### Цель задания
Перепишите строки записей, начав со строки, где есть «Referring to the image provided, outline the white baseboard», и закончив строкой с «[367,748,491,863]» включительно. К каждой координате рамок прибавьте -107, а строки без координат перенесите без изменений.

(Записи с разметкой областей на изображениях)
☆ ☆ ☆ ☆
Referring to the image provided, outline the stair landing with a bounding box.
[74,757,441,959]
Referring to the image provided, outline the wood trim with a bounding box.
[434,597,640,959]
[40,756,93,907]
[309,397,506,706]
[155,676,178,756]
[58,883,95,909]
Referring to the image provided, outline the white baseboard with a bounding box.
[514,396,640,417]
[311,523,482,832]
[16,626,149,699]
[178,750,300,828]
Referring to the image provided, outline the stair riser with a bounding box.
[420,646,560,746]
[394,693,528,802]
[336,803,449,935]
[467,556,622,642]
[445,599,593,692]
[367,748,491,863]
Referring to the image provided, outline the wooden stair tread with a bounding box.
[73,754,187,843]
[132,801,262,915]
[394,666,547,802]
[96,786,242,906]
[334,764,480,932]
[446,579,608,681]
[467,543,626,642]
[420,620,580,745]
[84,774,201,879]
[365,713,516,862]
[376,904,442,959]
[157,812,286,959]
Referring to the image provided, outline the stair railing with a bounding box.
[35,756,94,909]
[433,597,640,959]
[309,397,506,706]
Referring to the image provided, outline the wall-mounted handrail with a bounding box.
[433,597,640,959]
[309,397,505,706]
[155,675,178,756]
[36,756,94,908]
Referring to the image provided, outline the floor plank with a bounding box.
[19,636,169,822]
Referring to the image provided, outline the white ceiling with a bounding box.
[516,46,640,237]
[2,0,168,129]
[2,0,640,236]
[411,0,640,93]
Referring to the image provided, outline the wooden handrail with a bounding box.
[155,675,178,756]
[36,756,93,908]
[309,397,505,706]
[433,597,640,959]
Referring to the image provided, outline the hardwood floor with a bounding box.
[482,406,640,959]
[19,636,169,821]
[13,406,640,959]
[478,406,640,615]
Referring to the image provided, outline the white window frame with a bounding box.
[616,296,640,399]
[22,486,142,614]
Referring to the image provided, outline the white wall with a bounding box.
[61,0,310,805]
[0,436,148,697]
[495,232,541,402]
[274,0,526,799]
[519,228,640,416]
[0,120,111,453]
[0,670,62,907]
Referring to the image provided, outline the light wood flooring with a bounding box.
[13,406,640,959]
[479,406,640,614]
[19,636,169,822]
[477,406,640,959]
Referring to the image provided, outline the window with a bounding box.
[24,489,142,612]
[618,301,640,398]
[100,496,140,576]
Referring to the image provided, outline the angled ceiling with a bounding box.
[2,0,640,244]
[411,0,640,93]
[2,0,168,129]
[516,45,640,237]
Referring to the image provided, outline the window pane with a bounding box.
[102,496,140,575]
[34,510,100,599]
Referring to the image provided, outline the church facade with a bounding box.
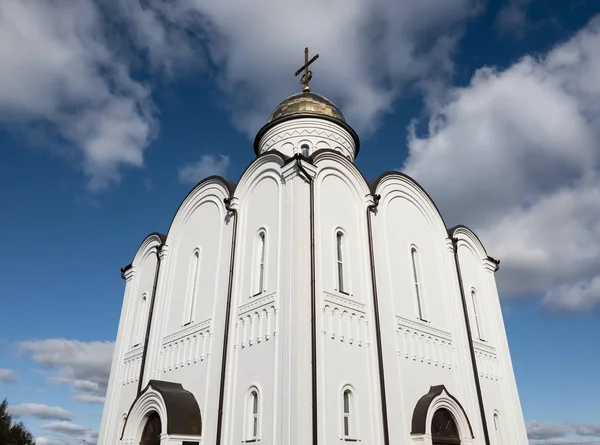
[98,80,528,445]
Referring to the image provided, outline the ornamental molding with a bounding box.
[396,315,452,340]
[473,340,496,355]
[238,292,275,317]
[259,119,355,153]
[123,344,144,360]
[163,318,212,345]
[323,291,366,314]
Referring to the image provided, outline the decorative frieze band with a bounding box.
[159,319,212,373]
[238,292,275,317]
[234,304,277,349]
[396,317,455,369]
[321,292,370,346]
[473,341,502,381]
[119,346,143,385]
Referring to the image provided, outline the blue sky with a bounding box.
[0,0,600,445]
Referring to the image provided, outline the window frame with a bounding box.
[182,247,202,326]
[471,287,486,341]
[409,244,427,321]
[252,227,267,297]
[131,292,148,349]
[335,227,350,295]
[340,385,358,442]
[243,386,261,442]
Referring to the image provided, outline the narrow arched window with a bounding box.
[335,231,348,294]
[300,144,310,158]
[494,413,504,445]
[132,293,148,348]
[254,230,267,295]
[342,389,354,439]
[471,289,483,340]
[410,246,425,320]
[246,388,260,441]
[183,249,200,325]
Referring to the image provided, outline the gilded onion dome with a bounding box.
[267,91,346,123]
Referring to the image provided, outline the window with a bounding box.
[132,293,148,348]
[342,388,356,440]
[140,412,162,445]
[471,289,483,340]
[431,408,460,445]
[494,413,504,445]
[335,231,348,294]
[183,249,200,325]
[254,230,267,295]
[410,246,425,320]
[246,388,259,442]
[300,144,310,158]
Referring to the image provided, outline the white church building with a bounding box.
[98,54,528,445]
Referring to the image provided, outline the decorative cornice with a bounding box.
[158,244,169,261]
[323,291,366,314]
[473,340,496,355]
[238,292,275,317]
[396,315,452,340]
[260,118,355,155]
[121,264,137,281]
[163,318,212,345]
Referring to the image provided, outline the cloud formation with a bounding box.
[179,155,230,184]
[36,421,98,445]
[0,0,155,190]
[18,339,114,403]
[0,0,481,190]
[9,403,73,420]
[403,17,600,311]
[0,368,19,383]
[525,420,600,445]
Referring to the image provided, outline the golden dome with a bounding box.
[267,91,346,123]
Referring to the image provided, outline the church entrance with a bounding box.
[431,408,460,445]
[140,412,162,445]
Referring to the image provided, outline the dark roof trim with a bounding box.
[121,232,167,279]
[167,175,237,233]
[369,170,448,228]
[410,385,475,437]
[254,113,360,158]
[121,380,202,439]
[448,224,490,256]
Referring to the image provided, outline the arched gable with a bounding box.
[448,225,489,261]
[165,176,236,245]
[309,149,372,205]
[234,151,291,202]
[369,171,447,238]
[121,380,202,440]
[410,385,474,438]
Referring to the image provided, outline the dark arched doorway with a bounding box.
[140,412,162,445]
[431,408,460,445]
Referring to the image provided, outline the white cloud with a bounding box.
[179,155,230,184]
[0,368,19,383]
[9,403,73,420]
[156,0,481,136]
[36,421,98,445]
[0,0,481,190]
[525,420,600,445]
[0,0,155,189]
[41,421,91,434]
[18,339,114,403]
[525,420,569,439]
[404,18,600,310]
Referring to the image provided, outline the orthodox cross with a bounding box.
[294,48,319,92]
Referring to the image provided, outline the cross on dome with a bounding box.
[294,48,319,93]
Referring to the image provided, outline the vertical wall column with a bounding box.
[98,266,136,443]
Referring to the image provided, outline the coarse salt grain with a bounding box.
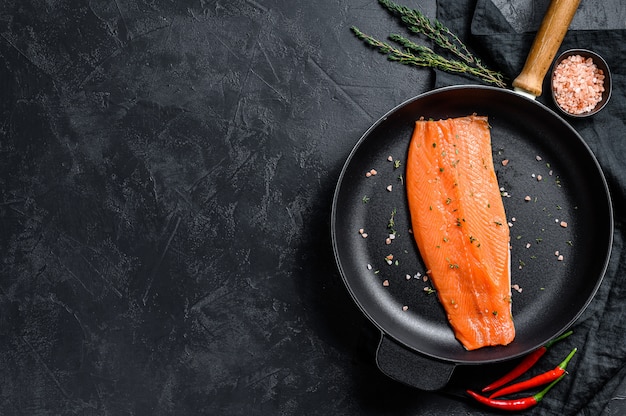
[552,55,604,114]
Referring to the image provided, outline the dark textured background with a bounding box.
[0,0,620,415]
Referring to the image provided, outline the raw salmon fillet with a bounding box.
[406,115,515,350]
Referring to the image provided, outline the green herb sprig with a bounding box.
[350,0,506,88]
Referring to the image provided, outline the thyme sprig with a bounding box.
[351,0,506,87]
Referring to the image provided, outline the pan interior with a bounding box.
[332,86,613,363]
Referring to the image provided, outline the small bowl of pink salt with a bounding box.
[551,49,611,117]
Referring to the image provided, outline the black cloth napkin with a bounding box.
[435,0,626,415]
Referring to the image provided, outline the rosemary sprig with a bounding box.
[351,0,506,87]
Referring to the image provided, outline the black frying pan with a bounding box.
[331,0,613,390]
[331,86,613,390]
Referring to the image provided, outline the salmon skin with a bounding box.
[406,114,515,350]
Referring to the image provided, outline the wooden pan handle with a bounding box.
[513,0,580,97]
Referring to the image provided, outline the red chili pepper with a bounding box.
[482,331,572,393]
[467,374,565,411]
[489,348,577,399]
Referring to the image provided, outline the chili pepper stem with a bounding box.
[544,331,574,348]
[482,331,573,393]
[489,348,577,399]
[533,374,566,403]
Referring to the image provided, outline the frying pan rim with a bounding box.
[330,85,614,365]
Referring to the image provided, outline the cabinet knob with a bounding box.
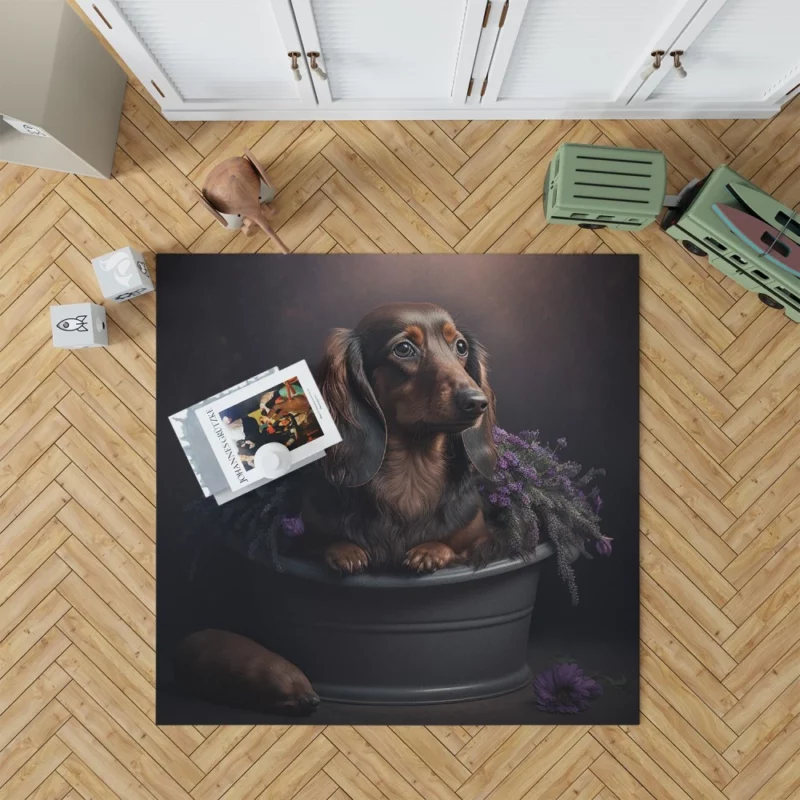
☆ ☆ ☆ ☆
### Ответ на задание
Referring to the image provided, outline the white baseboard with a bounding box.
[407,289,533,310]
[204,416,375,725]
[-91,519,42,592]
[71,643,193,721]
Referring to the image provided, outline the stair riser with a bounding box.
[313,539,453,639]
[287,586,421,695]
[229,696,342,828]
[360,449,515,535]
[338,492,486,585]
[260,641,384,756]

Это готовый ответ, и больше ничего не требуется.